**Prompt:** Copy the items again from the line that has "Where can the nose" through the last one, swapping "Put a point" for "Place a mark" wherever it appears and leaving everything else unchanged.

* BEGIN Rows *

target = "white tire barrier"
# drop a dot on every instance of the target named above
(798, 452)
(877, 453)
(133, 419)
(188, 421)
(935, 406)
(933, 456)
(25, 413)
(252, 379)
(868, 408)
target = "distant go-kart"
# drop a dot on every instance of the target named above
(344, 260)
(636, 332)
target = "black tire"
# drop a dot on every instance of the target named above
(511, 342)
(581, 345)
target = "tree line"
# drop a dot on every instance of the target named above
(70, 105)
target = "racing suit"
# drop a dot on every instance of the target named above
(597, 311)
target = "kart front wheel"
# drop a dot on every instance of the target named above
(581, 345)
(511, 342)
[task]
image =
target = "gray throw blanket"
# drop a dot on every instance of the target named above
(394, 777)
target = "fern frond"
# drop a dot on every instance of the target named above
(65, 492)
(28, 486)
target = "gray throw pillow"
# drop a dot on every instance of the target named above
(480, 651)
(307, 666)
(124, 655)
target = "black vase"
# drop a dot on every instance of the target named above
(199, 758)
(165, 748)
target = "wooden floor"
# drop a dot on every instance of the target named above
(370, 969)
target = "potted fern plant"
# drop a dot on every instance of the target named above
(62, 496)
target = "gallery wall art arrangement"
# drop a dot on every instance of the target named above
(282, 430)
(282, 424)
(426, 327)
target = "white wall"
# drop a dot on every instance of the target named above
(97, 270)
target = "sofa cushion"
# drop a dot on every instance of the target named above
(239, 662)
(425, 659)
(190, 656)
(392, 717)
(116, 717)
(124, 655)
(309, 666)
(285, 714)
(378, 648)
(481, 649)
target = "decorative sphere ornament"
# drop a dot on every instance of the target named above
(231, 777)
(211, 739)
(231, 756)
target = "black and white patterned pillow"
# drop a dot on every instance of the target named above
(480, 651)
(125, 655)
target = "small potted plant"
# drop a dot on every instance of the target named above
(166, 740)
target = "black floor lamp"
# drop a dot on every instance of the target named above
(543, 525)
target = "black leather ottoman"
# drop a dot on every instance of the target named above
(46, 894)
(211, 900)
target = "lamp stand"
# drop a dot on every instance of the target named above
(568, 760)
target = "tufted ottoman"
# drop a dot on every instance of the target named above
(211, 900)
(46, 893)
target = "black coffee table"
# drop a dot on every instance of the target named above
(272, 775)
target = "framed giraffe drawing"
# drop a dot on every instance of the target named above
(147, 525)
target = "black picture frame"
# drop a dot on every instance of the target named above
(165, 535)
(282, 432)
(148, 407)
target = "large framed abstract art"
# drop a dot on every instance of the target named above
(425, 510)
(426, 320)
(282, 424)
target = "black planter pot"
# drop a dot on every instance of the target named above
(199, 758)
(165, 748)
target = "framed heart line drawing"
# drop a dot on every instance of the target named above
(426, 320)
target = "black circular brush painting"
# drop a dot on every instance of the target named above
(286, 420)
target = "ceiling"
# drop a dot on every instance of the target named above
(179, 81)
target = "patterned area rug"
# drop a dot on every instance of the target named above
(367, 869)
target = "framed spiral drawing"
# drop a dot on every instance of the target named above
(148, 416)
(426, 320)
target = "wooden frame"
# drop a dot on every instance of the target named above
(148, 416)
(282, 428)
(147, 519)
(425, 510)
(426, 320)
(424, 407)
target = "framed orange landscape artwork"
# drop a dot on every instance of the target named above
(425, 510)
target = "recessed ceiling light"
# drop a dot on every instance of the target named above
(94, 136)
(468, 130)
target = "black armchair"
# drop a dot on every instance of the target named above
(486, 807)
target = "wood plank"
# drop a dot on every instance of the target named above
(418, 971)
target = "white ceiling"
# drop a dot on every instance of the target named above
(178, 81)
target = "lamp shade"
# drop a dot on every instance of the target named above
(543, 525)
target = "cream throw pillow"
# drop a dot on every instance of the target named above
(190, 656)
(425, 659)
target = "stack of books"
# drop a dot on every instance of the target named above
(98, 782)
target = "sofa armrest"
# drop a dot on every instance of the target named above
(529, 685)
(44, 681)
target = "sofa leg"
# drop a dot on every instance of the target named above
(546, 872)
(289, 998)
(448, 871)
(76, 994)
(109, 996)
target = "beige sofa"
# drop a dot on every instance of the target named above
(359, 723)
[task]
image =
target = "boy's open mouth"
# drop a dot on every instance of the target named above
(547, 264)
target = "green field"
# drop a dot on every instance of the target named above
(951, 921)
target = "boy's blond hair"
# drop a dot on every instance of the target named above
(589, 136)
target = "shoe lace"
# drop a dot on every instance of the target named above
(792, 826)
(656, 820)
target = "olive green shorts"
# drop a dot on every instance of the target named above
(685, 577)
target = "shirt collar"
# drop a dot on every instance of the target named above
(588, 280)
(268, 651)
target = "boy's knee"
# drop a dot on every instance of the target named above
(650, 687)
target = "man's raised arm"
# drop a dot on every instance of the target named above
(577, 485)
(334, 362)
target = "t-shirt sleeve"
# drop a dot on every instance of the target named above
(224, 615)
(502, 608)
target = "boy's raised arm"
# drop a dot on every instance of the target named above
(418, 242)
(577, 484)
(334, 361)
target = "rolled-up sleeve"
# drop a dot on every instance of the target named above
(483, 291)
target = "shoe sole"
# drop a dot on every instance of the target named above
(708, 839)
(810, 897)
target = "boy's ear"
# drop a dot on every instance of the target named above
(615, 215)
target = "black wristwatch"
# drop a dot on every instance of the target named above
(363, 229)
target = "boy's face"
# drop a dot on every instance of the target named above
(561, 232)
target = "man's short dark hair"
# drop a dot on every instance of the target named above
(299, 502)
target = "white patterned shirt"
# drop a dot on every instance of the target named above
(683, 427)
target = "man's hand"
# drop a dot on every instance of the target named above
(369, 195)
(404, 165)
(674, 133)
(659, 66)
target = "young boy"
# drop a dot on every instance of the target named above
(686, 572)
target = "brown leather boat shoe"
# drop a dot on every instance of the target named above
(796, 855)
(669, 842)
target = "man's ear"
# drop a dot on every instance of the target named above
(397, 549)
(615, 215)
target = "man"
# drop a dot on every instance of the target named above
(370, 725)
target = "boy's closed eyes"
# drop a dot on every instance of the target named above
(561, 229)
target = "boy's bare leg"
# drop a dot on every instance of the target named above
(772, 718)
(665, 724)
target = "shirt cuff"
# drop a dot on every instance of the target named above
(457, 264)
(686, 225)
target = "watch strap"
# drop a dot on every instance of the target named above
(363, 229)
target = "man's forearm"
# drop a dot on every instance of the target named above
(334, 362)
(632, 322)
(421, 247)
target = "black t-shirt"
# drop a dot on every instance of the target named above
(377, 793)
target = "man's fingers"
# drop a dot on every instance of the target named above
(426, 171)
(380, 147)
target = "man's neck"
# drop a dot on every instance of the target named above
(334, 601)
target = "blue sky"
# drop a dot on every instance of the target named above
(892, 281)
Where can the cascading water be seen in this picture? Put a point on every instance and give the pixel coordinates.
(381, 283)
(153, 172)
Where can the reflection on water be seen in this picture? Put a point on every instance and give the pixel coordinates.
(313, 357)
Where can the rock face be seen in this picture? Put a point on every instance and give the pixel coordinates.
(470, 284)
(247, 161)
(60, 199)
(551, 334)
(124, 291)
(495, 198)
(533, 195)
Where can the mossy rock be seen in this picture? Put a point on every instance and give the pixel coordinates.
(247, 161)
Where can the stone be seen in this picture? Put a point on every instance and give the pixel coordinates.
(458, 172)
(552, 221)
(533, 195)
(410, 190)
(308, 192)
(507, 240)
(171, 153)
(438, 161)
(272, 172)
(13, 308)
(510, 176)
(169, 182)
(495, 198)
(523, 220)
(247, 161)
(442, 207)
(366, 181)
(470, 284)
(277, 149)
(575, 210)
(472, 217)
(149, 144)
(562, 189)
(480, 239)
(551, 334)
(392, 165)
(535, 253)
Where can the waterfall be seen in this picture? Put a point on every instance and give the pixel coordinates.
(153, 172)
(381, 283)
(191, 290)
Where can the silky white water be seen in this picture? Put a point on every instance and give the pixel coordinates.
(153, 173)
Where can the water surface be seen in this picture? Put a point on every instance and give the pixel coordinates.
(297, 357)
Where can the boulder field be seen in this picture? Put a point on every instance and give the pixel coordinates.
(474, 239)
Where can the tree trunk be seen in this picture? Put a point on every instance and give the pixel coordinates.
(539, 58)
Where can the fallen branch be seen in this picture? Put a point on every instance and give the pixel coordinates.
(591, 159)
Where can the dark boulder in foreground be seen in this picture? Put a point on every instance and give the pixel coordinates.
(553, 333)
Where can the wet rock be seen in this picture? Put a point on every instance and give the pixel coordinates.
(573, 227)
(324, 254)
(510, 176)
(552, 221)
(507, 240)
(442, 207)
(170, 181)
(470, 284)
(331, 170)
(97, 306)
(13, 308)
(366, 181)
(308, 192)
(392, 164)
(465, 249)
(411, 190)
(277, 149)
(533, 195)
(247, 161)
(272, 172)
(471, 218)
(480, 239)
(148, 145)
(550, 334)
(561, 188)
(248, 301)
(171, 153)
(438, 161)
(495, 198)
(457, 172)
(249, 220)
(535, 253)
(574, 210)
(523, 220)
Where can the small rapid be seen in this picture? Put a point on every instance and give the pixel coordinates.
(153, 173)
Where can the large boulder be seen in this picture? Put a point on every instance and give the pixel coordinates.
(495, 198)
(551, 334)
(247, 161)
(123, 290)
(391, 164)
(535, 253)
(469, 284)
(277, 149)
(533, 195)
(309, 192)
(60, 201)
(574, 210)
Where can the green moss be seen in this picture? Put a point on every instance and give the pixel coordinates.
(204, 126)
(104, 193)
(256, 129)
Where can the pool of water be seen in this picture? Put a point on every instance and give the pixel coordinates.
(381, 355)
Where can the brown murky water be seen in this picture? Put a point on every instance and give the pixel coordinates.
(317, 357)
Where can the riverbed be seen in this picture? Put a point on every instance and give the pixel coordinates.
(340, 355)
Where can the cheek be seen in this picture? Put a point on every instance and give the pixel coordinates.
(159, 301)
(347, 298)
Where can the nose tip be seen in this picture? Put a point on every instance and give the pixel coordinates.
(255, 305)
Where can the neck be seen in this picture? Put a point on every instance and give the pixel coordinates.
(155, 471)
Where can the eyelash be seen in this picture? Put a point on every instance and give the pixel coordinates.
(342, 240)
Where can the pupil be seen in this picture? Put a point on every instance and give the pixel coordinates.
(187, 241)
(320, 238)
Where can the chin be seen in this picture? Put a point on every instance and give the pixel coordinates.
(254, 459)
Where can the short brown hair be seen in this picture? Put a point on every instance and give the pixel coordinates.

* END Rows *

**Task result:**
Where can the nose tip be seen in this picture? Place a mark on every instance and give the pixel coordinates.
(255, 305)
Where can the neck be seen in this picture? Place a mark on every instance and give the pixel coordinates.
(155, 471)
Where can the eyelash be seen in this picture? Place a mark on every instance and give the pixel coordinates.
(342, 240)
Where can the pupil be seen in this picture? Place a mark on every instance and give the pixel coordinates.
(187, 241)
(320, 238)
Where can the chin be seen in this picture? Place a mark on every instance and give the pixel coordinates.
(254, 459)
Where can the short brown hair be seen in this picture? Place a mark on every instance and give the pixel coordinates.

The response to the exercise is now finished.